Prompt –
Reproduce the records from the line with "I need you to find the large" up to and including the line with "[400,288,450,315]", changing "violin" to "cello" and keeping everything else identical.

Region labeling records
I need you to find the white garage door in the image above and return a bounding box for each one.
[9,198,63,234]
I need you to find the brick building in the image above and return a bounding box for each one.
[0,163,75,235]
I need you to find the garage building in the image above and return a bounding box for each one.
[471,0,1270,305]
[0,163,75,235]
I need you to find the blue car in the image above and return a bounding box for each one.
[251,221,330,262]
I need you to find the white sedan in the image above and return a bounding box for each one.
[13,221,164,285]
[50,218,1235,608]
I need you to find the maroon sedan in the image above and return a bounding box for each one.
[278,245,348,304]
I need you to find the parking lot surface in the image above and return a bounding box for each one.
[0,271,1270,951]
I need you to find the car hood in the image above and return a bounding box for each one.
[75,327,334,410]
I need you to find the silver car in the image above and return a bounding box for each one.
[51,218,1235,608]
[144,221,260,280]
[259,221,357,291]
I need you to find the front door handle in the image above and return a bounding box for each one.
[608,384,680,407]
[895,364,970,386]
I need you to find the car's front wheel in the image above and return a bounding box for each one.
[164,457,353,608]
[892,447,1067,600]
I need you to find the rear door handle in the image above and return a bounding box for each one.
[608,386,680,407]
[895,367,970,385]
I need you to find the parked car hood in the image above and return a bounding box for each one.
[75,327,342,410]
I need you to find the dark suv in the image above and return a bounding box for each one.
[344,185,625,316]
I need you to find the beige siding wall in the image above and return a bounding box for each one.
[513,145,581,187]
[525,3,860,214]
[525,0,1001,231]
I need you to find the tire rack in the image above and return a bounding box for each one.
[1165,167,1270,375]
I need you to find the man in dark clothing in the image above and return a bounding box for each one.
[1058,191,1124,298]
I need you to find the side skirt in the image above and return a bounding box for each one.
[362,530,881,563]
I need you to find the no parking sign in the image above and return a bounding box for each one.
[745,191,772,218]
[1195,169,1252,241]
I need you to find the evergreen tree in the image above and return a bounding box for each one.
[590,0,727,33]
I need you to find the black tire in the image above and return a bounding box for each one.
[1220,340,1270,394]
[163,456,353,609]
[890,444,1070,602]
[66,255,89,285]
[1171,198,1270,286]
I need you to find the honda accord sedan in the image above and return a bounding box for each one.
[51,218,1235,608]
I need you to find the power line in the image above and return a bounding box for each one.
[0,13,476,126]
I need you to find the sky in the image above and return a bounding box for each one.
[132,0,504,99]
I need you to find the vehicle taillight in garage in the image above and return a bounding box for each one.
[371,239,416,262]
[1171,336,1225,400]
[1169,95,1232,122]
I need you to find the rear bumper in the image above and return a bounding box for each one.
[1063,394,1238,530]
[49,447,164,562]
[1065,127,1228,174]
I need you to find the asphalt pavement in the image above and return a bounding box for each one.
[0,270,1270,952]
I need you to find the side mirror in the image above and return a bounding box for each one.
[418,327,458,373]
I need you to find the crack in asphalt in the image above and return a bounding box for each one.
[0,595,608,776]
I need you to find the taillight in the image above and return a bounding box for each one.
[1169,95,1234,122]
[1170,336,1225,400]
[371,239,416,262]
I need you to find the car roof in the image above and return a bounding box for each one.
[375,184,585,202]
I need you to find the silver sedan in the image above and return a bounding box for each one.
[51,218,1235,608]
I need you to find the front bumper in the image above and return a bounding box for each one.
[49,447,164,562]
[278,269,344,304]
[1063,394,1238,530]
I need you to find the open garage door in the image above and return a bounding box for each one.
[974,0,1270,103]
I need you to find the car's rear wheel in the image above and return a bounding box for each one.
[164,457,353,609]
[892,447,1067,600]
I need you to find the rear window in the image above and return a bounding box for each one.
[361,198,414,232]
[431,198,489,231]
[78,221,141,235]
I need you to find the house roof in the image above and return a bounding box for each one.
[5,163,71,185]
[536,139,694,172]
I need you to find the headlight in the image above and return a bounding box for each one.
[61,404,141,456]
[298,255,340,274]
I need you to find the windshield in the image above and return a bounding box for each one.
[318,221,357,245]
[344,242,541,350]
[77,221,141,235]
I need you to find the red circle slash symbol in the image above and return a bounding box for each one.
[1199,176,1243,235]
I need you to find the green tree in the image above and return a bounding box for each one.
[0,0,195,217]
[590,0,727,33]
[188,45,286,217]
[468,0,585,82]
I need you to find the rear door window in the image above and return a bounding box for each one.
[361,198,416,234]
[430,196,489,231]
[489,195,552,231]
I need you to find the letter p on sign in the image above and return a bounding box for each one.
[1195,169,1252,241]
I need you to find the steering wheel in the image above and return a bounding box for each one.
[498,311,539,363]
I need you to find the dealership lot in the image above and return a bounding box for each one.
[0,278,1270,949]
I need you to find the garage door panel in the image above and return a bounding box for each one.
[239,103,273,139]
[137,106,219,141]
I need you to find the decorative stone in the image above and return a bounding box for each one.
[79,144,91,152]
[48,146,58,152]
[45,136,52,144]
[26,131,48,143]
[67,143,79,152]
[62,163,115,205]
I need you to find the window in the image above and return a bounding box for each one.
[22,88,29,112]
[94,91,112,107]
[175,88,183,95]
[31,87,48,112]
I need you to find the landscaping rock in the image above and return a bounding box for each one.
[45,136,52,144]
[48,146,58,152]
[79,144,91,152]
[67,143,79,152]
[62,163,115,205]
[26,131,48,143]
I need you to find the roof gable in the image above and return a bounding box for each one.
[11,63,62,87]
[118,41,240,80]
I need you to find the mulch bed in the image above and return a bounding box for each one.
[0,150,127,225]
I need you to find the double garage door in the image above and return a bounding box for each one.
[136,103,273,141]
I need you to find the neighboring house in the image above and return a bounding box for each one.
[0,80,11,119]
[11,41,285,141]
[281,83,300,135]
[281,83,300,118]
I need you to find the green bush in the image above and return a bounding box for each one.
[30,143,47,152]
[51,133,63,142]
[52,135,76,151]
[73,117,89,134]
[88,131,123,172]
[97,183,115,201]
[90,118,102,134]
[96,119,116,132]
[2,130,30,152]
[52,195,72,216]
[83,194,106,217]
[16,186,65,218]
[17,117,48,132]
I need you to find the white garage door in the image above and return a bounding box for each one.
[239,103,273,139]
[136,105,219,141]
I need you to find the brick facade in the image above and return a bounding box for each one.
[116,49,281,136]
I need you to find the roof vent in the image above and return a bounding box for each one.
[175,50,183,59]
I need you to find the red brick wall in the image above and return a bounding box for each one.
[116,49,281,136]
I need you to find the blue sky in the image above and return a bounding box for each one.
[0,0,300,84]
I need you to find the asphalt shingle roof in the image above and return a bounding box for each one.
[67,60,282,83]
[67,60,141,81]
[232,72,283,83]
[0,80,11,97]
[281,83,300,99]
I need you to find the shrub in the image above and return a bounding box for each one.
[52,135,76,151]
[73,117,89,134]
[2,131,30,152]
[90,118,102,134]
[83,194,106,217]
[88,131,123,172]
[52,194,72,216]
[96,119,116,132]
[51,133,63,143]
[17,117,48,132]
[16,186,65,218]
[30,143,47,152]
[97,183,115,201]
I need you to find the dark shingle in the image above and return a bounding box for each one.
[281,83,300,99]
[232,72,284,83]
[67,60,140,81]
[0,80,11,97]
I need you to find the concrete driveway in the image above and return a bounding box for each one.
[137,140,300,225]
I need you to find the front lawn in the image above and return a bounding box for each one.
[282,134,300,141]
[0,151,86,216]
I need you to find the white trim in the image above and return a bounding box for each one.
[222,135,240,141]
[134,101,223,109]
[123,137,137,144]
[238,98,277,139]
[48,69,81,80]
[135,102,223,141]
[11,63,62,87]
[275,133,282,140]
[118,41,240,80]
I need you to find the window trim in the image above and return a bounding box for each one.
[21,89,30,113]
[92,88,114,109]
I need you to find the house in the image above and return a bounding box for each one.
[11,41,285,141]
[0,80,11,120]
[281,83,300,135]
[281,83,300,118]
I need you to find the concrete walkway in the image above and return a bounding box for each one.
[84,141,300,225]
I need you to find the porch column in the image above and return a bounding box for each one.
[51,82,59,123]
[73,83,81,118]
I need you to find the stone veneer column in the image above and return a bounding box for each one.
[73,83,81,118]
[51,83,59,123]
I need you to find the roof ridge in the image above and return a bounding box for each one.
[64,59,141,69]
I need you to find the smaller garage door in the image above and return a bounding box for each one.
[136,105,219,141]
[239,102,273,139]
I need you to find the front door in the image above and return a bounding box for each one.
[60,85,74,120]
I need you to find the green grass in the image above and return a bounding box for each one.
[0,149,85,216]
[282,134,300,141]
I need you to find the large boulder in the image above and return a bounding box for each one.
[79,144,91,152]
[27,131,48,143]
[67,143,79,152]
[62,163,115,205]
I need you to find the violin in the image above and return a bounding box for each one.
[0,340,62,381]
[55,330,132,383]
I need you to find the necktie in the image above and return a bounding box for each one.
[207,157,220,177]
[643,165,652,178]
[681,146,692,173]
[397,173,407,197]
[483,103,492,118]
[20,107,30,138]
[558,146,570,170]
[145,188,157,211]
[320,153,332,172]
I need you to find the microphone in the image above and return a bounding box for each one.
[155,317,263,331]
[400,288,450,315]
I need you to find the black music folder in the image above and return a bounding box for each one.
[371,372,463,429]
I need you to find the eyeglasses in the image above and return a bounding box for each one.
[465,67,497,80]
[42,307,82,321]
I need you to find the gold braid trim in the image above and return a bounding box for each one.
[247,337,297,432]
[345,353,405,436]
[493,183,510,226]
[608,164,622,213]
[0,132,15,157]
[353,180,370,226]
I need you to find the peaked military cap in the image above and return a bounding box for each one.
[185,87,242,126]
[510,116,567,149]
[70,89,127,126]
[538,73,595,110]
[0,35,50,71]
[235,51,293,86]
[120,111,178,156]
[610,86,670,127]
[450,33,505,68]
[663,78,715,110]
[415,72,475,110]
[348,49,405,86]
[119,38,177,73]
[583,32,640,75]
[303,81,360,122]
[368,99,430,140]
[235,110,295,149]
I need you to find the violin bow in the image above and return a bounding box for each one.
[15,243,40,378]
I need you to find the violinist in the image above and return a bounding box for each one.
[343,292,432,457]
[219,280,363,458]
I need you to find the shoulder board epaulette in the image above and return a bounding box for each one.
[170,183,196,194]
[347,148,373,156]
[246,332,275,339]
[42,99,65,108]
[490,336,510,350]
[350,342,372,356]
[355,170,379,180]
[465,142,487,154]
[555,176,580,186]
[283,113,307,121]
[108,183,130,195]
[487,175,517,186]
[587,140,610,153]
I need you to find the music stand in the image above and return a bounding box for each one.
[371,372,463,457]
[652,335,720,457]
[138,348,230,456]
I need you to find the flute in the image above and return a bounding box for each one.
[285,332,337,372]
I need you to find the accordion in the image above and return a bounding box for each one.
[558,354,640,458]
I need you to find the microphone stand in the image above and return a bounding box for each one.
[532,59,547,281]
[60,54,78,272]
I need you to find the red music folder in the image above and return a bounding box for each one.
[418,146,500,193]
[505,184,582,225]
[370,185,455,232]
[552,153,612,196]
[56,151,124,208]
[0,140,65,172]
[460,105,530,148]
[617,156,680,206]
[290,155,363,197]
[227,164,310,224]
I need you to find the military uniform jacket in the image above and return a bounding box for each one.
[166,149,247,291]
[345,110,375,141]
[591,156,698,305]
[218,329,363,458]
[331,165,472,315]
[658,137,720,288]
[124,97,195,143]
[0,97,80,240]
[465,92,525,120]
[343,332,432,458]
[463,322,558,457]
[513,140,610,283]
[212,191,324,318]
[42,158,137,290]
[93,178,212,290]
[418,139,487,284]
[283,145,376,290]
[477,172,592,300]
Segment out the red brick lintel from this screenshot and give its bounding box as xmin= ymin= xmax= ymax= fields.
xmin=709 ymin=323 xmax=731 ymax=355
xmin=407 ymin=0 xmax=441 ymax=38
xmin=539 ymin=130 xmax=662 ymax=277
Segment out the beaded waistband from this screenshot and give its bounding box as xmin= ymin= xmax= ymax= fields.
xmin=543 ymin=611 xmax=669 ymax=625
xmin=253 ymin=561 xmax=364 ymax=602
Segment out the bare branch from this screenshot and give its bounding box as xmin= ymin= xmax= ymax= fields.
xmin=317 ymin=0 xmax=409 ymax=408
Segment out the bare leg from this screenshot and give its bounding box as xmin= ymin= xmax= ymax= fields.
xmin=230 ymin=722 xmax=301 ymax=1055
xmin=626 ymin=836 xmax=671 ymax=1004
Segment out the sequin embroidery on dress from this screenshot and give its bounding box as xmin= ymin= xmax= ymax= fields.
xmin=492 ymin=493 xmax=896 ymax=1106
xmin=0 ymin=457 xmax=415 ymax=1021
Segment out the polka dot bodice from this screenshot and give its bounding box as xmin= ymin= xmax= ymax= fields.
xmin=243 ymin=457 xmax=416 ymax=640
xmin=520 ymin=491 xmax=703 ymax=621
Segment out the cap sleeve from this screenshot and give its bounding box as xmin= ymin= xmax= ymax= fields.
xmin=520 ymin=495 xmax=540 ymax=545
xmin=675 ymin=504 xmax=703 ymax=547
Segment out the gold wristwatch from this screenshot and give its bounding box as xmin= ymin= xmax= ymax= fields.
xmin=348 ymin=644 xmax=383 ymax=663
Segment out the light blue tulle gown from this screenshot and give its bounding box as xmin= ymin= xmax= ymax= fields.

Problem solution –
I need you to find the large boulder in the image above and return a bounding box for each one.
[79,144,91,152]
[27,131,48,143]
[67,143,79,152]
[62,163,115,205]
I need you to find the cello in the image above and return a bounding box for each one.
[0,340,62,381]
[55,330,132,383]
I need you to find the necktie in the image above and return a bounding box for each one.
[207,157,220,177]
[643,165,652,178]
[681,146,692,173]
[397,173,407,197]
[483,103,492,118]
[20,107,30,138]
[558,146,570,170]
[145,188,157,211]
[320,153,332,172]
I need you to find the microphone in the image above and return a bounding box for each one.
[155,317,263,331]
[400,288,450,315]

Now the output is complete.